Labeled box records
>>>>>

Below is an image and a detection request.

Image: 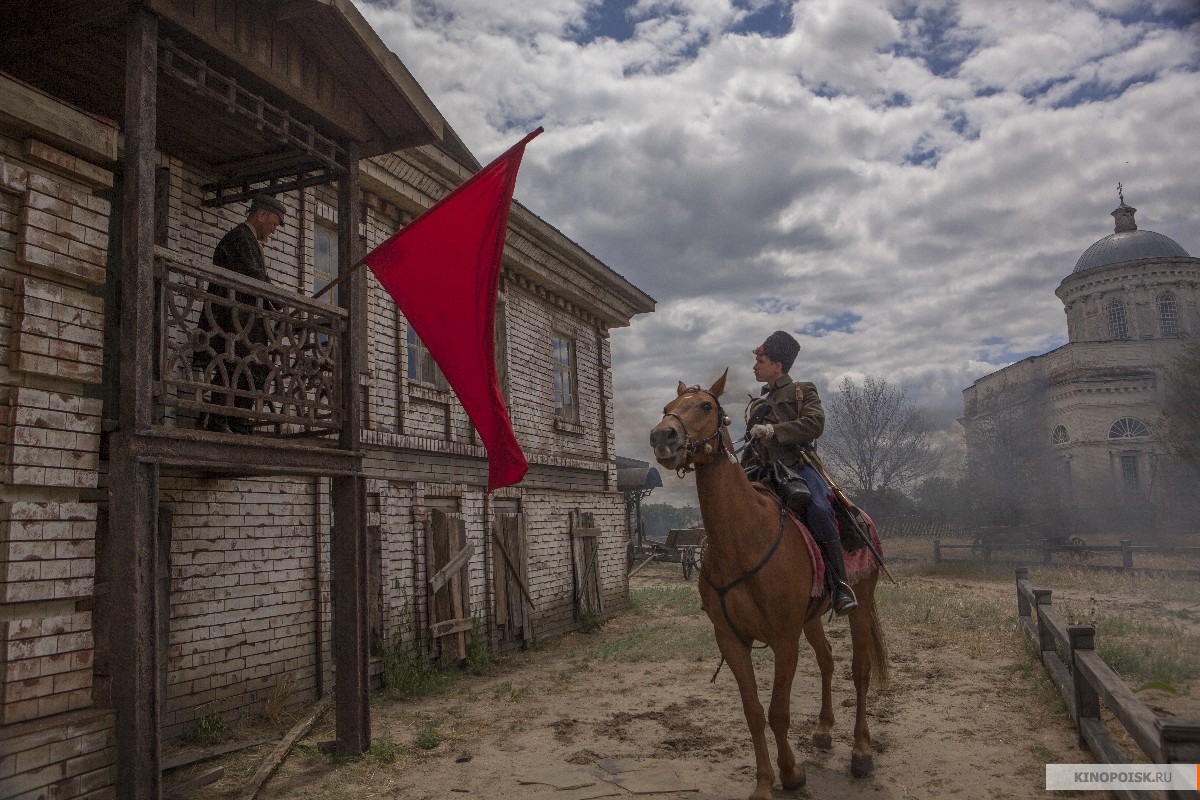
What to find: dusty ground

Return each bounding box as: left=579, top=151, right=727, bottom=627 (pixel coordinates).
left=175, top=545, right=1200, bottom=800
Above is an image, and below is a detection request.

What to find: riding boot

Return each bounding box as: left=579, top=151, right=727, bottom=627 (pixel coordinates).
left=817, top=539, right=858, bottom=616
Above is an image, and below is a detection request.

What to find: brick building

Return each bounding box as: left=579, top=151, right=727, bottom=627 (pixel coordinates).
left=961, top=196, right=1200, bottom=539
left=0, top=0, right=654, bottom=799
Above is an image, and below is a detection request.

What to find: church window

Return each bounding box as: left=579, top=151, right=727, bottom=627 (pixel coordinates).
left=1109, top=416, right=1150, bottom=439
left=1158, top=291, right=1180, bottom=336
left=1104, top=300, right=1129, bottom=339
left=1121, top=453, right=1138, bottom=492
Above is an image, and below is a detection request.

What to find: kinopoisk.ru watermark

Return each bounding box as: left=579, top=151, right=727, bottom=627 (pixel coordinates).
left=1046, top=764, right=1200, bottom=792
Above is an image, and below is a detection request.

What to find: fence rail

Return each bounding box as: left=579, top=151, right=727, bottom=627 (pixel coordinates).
left=1016, top=567, right=1200, bottom=799
left=934, top=539, right=1200, bottom=575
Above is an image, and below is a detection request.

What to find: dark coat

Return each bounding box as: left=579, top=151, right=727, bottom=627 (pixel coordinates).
left=742, top=374, right=824, bottom=467
left=192, top=222, right=268, bottom=369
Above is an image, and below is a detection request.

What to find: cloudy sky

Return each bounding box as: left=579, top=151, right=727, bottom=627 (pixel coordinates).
left=355, top=0, right=1200, bottom=503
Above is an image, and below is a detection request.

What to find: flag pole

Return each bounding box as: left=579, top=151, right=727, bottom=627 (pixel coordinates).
left=312, top=125, right=546, bottom=300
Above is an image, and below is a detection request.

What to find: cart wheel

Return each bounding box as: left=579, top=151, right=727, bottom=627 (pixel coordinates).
left=1067, top=536, right=1091, bottom=560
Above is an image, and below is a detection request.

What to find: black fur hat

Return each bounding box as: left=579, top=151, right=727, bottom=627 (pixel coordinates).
left=754, top=331, right=800, bottom=372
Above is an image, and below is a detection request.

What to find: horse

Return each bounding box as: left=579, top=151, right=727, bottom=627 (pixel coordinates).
left=650, top=369, right=888, bottom=800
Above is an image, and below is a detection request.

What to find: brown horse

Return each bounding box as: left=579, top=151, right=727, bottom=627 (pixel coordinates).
left=650, top=369, right=888, bottom=800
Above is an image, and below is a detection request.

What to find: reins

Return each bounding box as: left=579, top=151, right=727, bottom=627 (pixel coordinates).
left=700, top=506, right=787, bottom=652
left=662, top=386, right=733, bottom=477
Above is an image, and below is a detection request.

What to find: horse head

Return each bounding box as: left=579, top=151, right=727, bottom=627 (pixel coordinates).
left=650, top=369, right=731, bottom=475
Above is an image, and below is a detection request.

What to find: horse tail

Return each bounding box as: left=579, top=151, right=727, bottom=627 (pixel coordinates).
left=866, top=591, right=888, bottom=686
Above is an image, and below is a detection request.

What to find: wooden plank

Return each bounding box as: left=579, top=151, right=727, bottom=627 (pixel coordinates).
left=0, top=76, right=118, bottom=164
left=493, top=527, right=534, bottom=607
left=430, top=542, right=475, bottom=591
left=162, top=766, right=224, bottom=800
left=448, top=518, right=474, bottom=661
left=1075, top=650, right=1163, bottom=764
left=430, top=616, right=475, bottom=639
left=238, top=697, right=332, bottom=800
left=492, top=515, right=510, bottom=639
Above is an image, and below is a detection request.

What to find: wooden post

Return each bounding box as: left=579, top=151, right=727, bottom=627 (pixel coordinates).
left=1016, top=566, right=1030, bottom=618
left=1157, top=720, right=1200, bottom=800
left=1067, top=625, right=1100, bottom=747
left=106, top=5, right=162, bottom=800
left=330, top=143, right=371, bottom=756
left=1033, top=589, right=1054, bottom=663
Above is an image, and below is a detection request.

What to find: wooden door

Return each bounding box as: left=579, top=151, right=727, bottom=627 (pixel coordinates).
left=571, top=511, right=604, bottom=620
left=492, top=513, right=533, bottom=649
left=425, top=509, right=475, bottom=663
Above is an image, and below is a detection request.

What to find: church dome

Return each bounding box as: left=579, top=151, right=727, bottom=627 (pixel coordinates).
left=1072, top=200, right=1190, bottom=272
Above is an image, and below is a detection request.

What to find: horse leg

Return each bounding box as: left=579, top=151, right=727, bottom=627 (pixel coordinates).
left=767, top=636, right=808, bottom=789
left=716, top=628, right=775, bottom=800
left=850, top=579, right=886, bottom=777
left=804, top=616, right=834, bottom=750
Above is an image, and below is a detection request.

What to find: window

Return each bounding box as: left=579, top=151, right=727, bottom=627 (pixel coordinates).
left=1158, top=291, right=1180, bottom=336
left=1121, top=453, right=1138, bottom=492
left=550, top=336, right=580, bottom=422
left=1104, top=300, right=1129, bottom=339
left=1109, top=416, right=1150, bottom=439
left=492, top=295, right=509, bottom=403
left=408, top=325, right=450, bottom=392
left=312, top=221, right=341, bottom=305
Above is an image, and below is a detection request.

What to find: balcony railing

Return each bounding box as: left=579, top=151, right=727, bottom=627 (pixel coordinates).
left=155, top=257, right=347, bottom=437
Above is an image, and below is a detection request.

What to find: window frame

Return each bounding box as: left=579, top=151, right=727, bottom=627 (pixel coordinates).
left=550, top=331, right=580, bottom=426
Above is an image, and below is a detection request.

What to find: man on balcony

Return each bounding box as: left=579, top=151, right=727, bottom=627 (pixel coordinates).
left=193, top=194, right=287, bottom=433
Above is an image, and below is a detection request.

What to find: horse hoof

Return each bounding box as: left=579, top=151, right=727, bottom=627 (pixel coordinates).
left=850, top=753, right=875, bottom=777
left=779, top=766, right=809, bottom=789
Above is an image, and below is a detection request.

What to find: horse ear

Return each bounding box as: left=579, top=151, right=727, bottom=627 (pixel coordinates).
left=708, top=367, right=730, bottom=397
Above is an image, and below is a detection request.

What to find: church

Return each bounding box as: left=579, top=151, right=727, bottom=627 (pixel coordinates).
left=960, top=192, right=1200, bottom=539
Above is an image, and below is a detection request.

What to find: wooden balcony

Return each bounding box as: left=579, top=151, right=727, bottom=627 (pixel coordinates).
left=124, top=253, right=359, bottom=475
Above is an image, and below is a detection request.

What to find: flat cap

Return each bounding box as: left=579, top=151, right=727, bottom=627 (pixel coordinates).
left=247, top=194, right=288, bottom=219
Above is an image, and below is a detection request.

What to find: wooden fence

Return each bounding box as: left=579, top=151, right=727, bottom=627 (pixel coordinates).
left=934, top=539, right=1200, bottom=575
left=1016, top=567, right=1200, bottom=799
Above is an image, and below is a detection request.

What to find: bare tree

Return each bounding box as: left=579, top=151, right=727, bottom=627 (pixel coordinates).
left=821, top=375, right=941, bottom=495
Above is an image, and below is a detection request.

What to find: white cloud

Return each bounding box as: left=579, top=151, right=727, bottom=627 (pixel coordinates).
left=359, top=0, right=1200, bottom=499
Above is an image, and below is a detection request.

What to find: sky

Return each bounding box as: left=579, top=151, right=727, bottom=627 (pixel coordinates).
left=355, top=0, right=1200, bottom=504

<<<<<

Return the records verbatim from their opening line through the line containing "left=175, top=545, right=1200, bottom=800", including both ends. Leave the pictures out of your answer.

Below is an image and a detection request.

Image: 
What to find: dusty ground

Return each bounding box as: left=579, top=151, right=727, bottom=627 (pixel coordinates).
left=175, top=545, right=1200, bottom=800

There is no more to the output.